**Action item A**
Summarize the passage on the Chicago mayor's race in two sentences.
**Action item B**
Retype the stretch of the passage on the Chicago mayor's race from "Vallas is a" through "Wins The Runoff?".

*** Opening of Text excerpt ***

In the end, Chicago voters were offered a contrast between a progressive vision led by a black legislator and the most conservative candidate to run for mayor in decades. Washington narrowly won, buoyed by strong support from South Side black voters and the fact that he was a Democrat in a strongly Democratic city. The race though was a close one and inspired Republicans to make attempts at winning in other longtime Democratic cities. Epton’s campaign served as a template for Republican candidates in other cities, like Rudy Giuliani in New York and Richard Riordan in Los Angeles
Today, the Chicago mayor’s race is nonpartisan, a change born from the 1983 race. When Epton lost, Republicans figured he could’ve won had party labels not been on the ballot, so the party pushed for nonpartisan elections, a change they were able to make in 1995 after winning full control of Illinois’ government.
Vallas is a longtime Democrat – but he is running a similar campaign that a Republican would run, focusing largely on law and order issues and overreach by the progressive left. Johnson is running as a reformer looking to push progressive policies at City Hall. The contrast in the runoff election may be the biggest since 1983.
Who Wins The Runoff?

*** Close of Text excerpt ***
*** Opening of Source material ***

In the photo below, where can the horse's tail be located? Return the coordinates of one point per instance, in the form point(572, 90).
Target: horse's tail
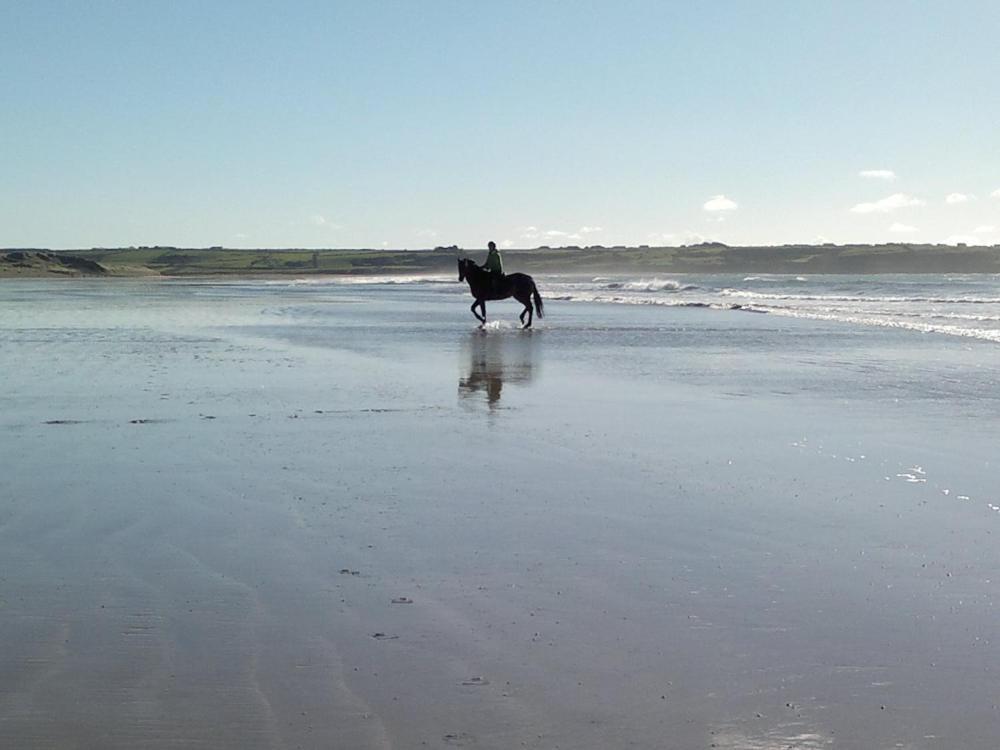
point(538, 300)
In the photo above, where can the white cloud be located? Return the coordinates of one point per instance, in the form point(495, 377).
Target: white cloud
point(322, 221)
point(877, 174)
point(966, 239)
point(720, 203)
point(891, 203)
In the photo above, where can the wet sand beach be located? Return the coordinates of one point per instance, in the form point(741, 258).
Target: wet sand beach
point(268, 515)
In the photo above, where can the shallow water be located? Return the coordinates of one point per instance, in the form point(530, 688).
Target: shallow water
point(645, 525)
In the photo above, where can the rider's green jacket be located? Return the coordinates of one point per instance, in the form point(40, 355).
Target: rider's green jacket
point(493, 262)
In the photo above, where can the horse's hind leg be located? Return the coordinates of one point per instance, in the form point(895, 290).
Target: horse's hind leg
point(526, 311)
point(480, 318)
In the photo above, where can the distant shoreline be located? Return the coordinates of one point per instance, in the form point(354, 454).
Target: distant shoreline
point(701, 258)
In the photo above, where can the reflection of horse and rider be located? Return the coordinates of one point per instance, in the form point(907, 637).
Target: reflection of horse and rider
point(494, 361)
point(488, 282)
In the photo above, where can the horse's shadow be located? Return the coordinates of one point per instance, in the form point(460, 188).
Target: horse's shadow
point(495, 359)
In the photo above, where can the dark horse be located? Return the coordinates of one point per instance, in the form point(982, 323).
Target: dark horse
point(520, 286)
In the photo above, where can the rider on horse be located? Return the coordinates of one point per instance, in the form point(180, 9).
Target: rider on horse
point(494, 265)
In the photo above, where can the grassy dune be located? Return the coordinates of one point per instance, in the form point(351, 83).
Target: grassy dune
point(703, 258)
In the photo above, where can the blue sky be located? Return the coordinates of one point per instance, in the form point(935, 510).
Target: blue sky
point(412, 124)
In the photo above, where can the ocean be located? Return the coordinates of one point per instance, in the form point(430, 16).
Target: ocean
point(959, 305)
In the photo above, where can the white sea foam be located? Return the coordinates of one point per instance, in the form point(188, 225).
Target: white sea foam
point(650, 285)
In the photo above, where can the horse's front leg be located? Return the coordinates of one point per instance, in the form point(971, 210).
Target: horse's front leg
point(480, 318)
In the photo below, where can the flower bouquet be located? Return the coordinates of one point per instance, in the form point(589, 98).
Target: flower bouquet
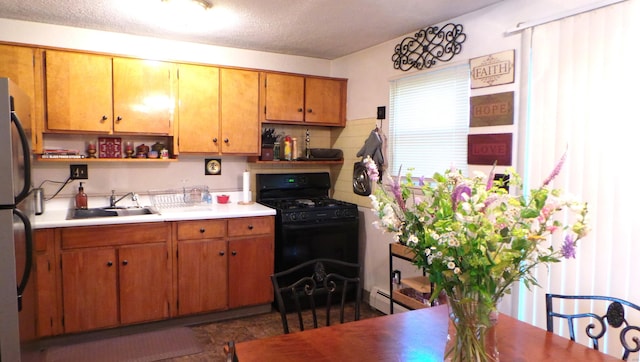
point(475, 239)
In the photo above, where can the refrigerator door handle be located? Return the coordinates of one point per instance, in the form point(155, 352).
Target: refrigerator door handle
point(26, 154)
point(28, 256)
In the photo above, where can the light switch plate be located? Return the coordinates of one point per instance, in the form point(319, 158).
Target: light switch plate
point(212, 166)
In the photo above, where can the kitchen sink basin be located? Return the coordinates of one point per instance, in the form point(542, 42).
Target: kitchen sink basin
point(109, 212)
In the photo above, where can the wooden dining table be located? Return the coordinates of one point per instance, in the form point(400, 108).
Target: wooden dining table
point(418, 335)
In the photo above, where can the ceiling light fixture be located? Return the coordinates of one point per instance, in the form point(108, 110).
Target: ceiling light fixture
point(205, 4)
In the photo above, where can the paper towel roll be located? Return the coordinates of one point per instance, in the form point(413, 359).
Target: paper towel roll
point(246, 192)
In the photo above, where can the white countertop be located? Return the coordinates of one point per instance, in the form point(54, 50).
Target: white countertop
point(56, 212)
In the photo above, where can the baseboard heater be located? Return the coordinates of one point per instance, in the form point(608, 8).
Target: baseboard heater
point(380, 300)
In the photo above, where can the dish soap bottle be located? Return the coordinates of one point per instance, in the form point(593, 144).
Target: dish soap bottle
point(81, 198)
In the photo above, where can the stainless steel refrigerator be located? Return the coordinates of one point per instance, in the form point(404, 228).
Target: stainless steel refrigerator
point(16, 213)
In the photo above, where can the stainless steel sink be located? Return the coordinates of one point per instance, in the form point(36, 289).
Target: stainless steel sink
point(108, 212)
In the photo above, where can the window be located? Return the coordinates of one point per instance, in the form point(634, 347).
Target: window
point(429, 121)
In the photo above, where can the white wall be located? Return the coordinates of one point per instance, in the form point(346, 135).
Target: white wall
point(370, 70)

*** Close of Source material ***
*** Opening of Source material ***

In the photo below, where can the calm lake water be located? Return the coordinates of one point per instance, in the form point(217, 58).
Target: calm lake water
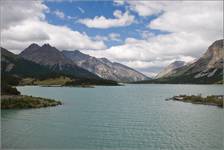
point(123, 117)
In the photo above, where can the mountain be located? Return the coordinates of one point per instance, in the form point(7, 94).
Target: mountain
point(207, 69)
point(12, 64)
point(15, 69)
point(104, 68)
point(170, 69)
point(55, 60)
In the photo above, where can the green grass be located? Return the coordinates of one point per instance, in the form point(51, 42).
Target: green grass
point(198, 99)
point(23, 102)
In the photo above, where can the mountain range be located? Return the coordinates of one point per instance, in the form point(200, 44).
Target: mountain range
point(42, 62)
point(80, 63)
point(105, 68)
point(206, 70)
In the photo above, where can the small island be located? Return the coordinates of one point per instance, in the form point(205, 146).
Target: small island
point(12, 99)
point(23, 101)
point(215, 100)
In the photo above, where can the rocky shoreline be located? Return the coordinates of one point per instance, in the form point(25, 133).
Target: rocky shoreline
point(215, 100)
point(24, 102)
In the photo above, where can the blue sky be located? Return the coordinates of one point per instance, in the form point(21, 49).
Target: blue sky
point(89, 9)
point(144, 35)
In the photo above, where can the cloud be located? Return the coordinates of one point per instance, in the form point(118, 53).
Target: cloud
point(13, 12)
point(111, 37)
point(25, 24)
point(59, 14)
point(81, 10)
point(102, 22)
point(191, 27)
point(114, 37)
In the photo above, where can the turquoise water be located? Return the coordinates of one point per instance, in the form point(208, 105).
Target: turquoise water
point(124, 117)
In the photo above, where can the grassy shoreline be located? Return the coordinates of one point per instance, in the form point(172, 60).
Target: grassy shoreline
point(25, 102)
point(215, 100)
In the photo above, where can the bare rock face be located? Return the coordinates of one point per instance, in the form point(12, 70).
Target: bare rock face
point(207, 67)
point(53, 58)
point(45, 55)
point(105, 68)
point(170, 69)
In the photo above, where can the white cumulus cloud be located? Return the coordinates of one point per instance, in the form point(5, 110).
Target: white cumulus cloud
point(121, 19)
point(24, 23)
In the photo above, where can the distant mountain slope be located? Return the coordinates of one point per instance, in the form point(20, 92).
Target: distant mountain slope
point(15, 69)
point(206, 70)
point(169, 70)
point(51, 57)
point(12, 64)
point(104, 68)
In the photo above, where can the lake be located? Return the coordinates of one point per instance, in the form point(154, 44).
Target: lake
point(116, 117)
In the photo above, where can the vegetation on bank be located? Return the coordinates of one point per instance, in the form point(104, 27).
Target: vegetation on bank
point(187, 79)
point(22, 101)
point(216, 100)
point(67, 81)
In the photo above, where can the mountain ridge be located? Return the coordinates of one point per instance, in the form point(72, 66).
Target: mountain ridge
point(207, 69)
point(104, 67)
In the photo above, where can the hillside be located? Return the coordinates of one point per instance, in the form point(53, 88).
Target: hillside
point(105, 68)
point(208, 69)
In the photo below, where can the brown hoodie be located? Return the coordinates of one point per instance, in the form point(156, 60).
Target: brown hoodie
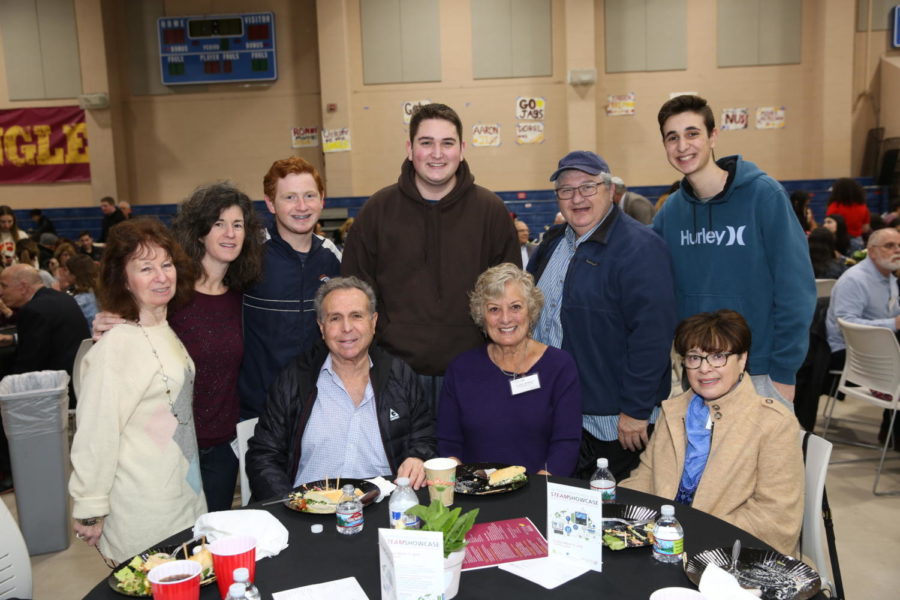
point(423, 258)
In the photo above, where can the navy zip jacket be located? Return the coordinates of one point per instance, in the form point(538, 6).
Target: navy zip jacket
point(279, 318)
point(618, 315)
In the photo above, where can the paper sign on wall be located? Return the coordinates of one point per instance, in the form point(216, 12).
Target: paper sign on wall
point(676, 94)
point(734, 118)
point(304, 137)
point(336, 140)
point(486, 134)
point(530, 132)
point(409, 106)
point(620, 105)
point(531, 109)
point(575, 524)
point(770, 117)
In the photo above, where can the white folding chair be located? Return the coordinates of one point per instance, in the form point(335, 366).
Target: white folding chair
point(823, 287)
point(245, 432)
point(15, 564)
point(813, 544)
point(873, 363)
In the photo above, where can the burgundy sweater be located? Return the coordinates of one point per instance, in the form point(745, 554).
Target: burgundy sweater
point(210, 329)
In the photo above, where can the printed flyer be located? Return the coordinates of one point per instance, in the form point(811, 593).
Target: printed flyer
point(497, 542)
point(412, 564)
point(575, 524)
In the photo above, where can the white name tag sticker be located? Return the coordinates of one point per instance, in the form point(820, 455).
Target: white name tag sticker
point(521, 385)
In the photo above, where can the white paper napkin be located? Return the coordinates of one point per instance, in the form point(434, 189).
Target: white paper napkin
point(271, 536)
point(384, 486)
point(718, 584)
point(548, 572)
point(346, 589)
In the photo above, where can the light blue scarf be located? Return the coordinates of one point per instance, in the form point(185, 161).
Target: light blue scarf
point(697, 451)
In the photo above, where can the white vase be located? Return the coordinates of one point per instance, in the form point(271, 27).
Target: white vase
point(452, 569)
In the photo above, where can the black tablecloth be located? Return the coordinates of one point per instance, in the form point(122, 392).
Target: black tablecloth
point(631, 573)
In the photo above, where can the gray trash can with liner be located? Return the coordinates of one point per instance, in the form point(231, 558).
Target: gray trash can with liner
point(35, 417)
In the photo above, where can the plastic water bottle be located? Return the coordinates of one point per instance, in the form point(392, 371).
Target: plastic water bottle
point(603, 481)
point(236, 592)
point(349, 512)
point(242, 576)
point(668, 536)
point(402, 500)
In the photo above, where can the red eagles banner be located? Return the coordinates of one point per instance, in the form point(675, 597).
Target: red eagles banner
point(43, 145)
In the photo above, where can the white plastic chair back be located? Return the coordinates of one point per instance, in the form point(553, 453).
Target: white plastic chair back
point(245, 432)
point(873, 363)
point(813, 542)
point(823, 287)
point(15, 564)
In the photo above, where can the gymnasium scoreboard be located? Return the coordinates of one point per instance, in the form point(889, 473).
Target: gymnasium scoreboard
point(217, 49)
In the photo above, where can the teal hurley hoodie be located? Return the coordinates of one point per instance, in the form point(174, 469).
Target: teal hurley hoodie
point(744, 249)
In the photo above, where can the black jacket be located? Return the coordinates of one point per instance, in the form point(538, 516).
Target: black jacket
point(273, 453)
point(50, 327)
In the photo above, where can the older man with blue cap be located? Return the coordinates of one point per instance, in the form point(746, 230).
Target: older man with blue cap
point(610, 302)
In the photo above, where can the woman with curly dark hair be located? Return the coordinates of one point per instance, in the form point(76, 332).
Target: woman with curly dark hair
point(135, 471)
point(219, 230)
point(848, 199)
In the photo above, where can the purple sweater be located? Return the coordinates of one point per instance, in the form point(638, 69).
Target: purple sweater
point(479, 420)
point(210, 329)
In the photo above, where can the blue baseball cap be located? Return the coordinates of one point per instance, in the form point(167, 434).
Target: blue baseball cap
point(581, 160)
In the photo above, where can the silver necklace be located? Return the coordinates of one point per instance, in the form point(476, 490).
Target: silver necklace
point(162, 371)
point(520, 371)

*** Close of Source material ***

**Task output A**
In 1983, Washington narrowly defeated Epton, the most conservative mayoral candidate in decades, and the closeness of that race led Republicans to try to win other longtime Democratic cities and to push for nonpartisan mayoral elections in Chicago, which they achieved in 1995. The current runoff pits Vallas, a longtime Democrat running a law-and-order campaign like a Republican's, against Johnson, a progressive reformer, in what may be the biggest contrast since 1983.

**Task output B**
Vallas is a longtime Democrat – but he is running a similar campaign that a Republican would run, focusing largely on law and order issues and overreach by the progressive left. Johnson is running as a reformer looking to push progressive policies at City Hall. The contrast in the runoff election may be the biggest since 1983.
Who Wins The Runoff?